**WHAT YOU WILL DO**.
Show every line below that contains the word "window".

**STORED RECORDS**.
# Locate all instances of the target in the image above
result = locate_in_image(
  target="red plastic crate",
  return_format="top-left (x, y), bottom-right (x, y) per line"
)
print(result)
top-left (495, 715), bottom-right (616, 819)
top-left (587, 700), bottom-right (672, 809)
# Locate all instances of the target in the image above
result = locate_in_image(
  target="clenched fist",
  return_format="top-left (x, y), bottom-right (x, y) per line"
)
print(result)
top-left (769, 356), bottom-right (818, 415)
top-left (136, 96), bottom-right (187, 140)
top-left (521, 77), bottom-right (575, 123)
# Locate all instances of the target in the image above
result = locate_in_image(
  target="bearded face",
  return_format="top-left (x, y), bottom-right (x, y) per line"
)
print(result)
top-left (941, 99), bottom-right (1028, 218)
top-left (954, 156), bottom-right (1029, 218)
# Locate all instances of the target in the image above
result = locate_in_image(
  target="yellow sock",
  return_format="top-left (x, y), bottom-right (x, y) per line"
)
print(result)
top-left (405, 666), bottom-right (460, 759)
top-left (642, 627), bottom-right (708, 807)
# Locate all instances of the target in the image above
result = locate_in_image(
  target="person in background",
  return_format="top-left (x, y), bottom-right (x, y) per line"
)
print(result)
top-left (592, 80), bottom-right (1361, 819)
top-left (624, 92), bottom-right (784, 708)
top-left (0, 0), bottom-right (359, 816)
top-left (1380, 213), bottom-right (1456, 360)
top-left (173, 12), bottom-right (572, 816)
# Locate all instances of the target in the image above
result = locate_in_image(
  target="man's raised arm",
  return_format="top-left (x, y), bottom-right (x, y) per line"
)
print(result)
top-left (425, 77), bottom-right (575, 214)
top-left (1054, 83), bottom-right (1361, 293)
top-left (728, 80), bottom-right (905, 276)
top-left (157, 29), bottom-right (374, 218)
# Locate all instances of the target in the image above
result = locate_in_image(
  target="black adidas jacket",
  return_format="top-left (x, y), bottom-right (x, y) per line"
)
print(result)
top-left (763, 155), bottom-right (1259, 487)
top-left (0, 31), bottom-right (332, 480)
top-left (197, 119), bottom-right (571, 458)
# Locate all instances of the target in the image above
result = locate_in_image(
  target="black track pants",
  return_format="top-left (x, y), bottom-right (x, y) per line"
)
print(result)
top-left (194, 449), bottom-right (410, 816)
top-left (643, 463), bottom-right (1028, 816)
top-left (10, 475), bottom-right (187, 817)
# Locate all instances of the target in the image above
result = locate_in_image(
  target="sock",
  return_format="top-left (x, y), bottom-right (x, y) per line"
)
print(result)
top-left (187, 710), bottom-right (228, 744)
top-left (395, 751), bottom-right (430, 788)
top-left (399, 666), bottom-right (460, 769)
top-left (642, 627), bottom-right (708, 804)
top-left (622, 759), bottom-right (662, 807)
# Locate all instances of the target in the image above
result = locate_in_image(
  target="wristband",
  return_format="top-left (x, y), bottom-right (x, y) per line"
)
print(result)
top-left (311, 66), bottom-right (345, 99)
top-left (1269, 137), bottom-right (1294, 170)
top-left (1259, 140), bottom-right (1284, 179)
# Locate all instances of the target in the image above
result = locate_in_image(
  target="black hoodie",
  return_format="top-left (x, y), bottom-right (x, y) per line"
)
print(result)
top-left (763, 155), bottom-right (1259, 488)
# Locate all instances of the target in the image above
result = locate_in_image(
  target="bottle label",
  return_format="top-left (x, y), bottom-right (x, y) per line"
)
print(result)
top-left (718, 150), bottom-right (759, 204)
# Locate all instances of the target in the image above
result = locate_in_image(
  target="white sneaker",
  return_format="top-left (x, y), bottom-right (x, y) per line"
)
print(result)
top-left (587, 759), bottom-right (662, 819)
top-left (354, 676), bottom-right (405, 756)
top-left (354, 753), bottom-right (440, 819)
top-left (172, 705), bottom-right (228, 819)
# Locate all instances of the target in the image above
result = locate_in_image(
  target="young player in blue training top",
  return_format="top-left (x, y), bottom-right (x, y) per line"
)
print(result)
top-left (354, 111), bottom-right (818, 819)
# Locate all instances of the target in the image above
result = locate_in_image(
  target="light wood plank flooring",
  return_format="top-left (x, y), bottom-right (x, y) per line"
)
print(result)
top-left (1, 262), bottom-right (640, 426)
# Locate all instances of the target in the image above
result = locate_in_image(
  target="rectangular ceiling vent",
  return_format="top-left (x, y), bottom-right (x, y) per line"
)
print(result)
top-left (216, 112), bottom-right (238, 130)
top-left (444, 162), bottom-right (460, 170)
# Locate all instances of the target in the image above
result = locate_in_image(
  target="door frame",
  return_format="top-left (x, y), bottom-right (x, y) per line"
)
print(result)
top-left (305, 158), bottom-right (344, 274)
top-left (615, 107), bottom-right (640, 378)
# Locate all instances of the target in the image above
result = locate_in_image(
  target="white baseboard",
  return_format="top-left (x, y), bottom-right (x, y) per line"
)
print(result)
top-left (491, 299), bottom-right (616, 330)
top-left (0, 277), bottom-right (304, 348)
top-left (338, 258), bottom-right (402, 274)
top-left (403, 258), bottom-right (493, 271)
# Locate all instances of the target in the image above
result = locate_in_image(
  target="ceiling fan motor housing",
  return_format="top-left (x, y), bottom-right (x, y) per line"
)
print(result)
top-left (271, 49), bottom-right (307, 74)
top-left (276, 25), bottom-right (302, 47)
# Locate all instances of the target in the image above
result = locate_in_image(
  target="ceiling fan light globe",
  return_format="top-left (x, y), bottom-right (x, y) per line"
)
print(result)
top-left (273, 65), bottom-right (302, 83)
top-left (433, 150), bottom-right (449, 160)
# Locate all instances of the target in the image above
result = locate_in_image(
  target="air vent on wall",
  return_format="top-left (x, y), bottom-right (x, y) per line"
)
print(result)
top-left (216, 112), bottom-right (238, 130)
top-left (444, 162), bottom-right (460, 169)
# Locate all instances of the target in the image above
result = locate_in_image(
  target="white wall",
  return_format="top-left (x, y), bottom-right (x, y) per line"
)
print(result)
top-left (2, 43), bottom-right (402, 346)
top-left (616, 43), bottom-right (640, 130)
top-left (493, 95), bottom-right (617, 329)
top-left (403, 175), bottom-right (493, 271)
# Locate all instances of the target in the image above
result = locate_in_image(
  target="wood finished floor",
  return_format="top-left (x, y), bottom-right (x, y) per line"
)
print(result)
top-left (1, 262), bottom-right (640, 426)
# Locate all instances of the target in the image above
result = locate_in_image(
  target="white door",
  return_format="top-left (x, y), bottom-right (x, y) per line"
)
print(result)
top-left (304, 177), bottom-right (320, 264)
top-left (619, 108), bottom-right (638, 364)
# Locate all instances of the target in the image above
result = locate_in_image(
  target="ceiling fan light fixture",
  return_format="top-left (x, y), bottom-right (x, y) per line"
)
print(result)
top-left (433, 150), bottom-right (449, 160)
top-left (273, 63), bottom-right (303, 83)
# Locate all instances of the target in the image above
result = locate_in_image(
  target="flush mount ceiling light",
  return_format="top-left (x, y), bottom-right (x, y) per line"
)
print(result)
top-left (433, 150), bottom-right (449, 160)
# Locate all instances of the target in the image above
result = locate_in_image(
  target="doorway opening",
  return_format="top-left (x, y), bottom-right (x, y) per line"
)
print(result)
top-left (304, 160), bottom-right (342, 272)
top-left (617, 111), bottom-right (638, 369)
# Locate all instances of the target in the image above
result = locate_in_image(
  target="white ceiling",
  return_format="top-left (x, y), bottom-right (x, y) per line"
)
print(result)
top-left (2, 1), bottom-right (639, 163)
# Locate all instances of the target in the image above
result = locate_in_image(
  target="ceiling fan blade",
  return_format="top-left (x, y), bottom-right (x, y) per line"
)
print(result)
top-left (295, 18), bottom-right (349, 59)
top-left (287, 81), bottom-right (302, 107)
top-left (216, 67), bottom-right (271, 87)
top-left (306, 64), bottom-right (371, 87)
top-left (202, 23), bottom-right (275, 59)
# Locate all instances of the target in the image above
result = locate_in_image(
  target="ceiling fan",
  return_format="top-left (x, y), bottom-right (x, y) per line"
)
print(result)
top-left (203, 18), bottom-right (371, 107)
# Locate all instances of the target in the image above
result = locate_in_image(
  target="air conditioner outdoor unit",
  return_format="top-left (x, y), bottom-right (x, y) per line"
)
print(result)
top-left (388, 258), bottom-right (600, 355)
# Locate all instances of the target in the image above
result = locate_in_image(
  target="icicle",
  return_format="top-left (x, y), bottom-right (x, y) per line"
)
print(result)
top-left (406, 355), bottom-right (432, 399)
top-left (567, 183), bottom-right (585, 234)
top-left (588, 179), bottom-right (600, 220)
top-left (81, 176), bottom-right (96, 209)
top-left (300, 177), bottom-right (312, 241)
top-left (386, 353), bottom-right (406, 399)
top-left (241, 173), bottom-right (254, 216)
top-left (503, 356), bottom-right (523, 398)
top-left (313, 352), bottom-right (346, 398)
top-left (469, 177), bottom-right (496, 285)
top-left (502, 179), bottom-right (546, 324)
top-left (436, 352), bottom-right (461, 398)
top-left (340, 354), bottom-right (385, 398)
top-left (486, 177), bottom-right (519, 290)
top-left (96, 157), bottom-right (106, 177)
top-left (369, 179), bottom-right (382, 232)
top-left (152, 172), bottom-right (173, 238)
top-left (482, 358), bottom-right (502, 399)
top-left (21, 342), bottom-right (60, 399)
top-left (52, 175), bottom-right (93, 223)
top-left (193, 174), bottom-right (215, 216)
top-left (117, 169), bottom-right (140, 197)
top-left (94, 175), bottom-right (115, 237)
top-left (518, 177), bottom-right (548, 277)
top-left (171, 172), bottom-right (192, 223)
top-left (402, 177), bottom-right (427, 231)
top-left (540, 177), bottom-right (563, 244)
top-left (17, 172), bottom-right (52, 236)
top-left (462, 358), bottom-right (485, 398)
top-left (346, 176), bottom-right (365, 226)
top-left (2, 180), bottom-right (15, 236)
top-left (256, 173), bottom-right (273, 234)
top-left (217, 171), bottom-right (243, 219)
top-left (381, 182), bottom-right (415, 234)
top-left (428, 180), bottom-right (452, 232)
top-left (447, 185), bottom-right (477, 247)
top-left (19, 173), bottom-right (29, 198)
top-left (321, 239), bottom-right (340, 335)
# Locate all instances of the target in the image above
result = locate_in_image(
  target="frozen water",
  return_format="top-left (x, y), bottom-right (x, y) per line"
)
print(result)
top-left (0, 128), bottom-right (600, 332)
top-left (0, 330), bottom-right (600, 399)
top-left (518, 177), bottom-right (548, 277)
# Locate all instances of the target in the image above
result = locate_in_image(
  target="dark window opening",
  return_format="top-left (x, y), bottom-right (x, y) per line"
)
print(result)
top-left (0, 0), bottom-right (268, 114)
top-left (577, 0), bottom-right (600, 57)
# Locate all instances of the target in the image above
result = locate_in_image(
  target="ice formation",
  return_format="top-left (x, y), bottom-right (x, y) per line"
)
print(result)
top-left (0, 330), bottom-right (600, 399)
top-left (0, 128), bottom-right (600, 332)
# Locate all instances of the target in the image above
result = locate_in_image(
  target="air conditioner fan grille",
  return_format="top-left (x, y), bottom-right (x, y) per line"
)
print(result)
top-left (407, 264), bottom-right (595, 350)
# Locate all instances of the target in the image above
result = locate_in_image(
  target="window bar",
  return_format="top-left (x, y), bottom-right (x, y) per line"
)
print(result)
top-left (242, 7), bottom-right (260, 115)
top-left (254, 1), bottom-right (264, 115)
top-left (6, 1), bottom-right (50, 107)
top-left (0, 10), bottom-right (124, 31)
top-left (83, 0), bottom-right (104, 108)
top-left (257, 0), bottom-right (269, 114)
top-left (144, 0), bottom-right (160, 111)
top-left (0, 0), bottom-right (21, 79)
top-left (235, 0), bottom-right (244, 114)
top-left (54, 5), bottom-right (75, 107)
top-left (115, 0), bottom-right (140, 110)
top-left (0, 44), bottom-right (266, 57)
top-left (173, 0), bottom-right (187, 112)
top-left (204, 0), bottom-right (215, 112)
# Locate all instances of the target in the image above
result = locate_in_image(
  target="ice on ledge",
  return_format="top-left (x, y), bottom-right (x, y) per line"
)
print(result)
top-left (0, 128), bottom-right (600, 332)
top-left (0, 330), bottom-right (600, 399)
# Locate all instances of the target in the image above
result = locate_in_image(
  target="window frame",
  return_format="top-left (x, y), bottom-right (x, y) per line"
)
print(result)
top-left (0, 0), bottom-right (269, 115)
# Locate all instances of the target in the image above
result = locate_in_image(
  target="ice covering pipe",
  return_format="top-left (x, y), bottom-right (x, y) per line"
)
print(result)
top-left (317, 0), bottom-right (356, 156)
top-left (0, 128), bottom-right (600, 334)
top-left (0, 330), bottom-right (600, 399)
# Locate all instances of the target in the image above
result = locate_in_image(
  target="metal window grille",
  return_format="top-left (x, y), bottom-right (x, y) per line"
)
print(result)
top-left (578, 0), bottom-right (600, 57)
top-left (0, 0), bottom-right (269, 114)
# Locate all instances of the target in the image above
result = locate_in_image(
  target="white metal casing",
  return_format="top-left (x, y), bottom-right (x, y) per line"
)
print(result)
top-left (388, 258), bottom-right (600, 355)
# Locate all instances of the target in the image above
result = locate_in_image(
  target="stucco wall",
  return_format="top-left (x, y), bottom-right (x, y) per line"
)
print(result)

**SOLUTION TO THIS EXERCISE**.
  target="dark window opening",
  target="window bar",
  target="window frame",
  target="metal window grille",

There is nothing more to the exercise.